Exercise requirements: Rewrite the entries starting at the line containing "Your objective is to locate every instance of ceiling air" and ending at the line containing "[24,319,64,339]", both included. Keep each request unchanged, and scale every bounding box coordinate in the answers by 1.05, rounding to the nearest whole number with halves rounded up. Return only those lines.

☆ ☆ ☆ ☆

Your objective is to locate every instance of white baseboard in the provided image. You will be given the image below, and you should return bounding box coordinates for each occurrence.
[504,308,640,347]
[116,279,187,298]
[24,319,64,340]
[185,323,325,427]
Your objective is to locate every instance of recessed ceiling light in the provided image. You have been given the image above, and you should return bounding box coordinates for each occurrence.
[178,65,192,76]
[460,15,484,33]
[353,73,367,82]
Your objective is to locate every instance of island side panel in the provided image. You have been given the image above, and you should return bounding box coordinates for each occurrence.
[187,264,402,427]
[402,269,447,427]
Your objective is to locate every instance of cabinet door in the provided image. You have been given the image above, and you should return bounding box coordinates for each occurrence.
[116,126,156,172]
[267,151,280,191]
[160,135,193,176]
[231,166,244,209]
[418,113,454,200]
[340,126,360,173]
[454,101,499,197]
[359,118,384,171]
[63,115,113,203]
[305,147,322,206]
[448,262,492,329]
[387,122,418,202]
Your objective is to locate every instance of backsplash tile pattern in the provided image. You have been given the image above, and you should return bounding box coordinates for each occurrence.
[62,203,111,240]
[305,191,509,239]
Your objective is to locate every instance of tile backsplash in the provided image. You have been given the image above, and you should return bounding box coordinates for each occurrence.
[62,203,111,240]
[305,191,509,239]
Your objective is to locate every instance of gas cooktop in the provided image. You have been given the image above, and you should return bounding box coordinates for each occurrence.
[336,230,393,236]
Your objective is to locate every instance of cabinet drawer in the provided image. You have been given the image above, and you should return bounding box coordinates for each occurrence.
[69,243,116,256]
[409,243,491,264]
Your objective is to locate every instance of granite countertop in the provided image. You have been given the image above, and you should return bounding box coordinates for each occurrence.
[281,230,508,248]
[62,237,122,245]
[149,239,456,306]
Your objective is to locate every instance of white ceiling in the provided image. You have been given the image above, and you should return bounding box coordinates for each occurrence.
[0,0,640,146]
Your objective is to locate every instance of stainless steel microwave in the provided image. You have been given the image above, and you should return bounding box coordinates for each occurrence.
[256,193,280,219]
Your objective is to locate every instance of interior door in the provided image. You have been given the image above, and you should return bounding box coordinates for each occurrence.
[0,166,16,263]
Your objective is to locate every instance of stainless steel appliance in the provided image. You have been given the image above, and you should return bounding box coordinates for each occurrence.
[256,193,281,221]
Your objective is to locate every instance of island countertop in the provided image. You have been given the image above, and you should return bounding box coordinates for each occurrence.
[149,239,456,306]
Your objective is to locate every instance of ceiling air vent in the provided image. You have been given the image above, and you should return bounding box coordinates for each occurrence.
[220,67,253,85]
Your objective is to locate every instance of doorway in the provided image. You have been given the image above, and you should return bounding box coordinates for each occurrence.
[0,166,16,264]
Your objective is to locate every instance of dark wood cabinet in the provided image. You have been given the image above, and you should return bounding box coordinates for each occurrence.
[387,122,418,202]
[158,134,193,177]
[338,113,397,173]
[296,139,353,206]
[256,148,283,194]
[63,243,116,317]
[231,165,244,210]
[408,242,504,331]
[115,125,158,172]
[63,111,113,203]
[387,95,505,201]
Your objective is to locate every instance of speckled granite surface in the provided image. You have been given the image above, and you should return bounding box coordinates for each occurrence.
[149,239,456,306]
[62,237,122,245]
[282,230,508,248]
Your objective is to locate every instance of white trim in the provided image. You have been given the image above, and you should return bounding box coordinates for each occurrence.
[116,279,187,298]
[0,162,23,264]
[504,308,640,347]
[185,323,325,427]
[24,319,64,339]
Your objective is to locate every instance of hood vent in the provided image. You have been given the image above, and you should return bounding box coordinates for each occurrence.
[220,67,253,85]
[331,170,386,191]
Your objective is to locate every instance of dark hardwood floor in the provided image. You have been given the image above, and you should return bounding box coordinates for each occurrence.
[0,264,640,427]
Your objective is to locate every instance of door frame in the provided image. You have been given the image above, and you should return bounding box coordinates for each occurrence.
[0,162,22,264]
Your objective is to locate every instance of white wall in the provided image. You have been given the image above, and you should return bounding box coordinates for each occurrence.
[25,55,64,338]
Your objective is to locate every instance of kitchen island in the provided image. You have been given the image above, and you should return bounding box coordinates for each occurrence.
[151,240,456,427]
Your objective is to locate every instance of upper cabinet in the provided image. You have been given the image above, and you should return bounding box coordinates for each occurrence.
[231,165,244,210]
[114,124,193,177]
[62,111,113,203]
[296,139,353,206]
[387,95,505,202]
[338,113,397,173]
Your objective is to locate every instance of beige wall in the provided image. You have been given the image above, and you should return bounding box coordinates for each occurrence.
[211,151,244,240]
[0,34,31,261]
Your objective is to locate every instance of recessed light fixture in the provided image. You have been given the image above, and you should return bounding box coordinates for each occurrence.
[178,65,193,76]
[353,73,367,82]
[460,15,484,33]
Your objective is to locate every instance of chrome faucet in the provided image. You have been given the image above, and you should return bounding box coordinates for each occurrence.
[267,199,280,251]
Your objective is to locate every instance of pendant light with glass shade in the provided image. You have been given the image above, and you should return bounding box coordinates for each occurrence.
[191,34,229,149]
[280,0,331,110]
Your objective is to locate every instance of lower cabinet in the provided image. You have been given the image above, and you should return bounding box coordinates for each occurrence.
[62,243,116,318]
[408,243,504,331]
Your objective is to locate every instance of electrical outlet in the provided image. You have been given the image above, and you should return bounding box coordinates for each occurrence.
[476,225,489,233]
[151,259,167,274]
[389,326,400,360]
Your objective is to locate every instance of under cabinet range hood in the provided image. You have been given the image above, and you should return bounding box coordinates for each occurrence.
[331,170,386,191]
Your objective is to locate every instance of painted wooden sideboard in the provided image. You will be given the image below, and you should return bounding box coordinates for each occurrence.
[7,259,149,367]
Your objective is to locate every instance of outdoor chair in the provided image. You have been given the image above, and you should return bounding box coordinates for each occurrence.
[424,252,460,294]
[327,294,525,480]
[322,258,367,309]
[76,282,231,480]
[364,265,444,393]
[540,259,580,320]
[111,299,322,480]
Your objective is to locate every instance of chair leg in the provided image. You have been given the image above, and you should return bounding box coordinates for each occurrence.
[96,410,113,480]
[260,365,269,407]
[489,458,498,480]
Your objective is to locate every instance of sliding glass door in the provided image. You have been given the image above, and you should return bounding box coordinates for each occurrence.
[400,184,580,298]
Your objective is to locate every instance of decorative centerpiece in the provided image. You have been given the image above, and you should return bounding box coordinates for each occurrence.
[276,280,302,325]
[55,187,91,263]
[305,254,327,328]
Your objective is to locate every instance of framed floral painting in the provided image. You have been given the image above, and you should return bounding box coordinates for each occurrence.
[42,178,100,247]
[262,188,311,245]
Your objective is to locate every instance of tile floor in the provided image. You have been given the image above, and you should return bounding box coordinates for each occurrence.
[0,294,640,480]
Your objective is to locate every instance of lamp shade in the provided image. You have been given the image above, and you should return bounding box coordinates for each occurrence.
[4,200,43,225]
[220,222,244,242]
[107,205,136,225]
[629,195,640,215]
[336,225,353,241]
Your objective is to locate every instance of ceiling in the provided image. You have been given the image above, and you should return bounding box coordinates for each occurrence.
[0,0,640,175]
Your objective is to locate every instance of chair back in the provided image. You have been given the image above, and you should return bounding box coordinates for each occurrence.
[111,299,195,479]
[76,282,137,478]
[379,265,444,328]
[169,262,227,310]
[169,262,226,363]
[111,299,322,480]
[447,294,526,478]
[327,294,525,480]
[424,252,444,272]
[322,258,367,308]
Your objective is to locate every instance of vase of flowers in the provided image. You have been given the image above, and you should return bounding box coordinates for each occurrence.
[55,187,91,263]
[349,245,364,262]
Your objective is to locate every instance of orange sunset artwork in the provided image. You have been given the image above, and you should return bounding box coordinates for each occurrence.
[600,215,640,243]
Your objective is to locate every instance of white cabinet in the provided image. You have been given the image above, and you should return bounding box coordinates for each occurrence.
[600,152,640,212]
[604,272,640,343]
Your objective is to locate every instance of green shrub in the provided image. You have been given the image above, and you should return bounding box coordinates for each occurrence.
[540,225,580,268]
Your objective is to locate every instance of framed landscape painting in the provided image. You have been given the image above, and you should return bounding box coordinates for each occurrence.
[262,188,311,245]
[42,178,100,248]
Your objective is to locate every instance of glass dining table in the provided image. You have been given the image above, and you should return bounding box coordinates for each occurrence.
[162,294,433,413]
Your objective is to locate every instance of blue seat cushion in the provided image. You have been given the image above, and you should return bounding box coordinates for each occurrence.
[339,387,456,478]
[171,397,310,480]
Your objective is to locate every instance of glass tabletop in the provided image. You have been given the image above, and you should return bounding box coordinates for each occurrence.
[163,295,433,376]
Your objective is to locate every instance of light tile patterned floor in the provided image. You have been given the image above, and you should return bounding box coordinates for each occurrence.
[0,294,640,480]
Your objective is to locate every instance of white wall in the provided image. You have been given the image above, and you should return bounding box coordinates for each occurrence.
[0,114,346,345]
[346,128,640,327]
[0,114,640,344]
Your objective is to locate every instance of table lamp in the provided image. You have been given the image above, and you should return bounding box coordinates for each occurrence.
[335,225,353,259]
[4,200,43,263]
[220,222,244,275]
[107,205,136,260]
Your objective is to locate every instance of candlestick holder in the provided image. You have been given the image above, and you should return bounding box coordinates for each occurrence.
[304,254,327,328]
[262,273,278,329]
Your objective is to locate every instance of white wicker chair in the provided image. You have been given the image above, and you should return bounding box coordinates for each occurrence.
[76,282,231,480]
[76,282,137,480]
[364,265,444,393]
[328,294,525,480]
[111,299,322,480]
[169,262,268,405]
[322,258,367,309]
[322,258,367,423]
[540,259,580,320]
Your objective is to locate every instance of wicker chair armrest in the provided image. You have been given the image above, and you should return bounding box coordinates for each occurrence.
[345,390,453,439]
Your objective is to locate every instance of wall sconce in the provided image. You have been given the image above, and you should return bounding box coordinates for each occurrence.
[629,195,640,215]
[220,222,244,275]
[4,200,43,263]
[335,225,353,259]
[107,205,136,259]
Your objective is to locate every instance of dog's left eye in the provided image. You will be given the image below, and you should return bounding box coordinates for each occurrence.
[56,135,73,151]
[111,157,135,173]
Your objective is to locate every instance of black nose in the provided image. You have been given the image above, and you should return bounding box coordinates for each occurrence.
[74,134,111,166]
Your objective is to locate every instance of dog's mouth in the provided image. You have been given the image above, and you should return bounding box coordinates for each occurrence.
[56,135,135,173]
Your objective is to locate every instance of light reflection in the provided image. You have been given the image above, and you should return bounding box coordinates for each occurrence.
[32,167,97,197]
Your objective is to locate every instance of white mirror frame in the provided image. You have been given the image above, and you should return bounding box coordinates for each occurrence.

☆ ☆ ☆ ☆

Expected answer:
Your objective is to locate every instance of ceiling air vent in the provided image. You have been given the image above, and you should return bounding box coordinates for each occurrence.
[231,70,266,89]
Your objective is to locate every instance of doorway in the provided image. You have been given the image above, and you should return bounding box coordinates for each occurrence.
[0,174,17,277]
Your objective is to locate every instance of dark wood cabinet in the provided image. You have been given the image above, and you should return bounding box coordinates for each occurrence.
[406,128,439,212]
[166,141,203,186]
[355,119,417,182]
[311,146,371,216]
[269,155,297,204]
[66,255,122,333]
[243,173,256,221]
[428,254,529,348]
[121,131,166,181]
[66,117,119,213]
[406,100,530,211]
Your objective is to locate every instance of speckled granite surface in the provided image. You have been given the image above, and you should return bounding box coordinates for each occurrence.
[156,251,479,321]
[65,249,128,257]
[296,242,533,260]
Your objective is to locate every instance of white trim in the provided image. You have been given the image above, and you should return bounding box coordinates for each occurrence.
[122,293,196,313]
[0,170,24,277]
[529,323,672,364]
[194,339,341,448]
[25,335,67,356]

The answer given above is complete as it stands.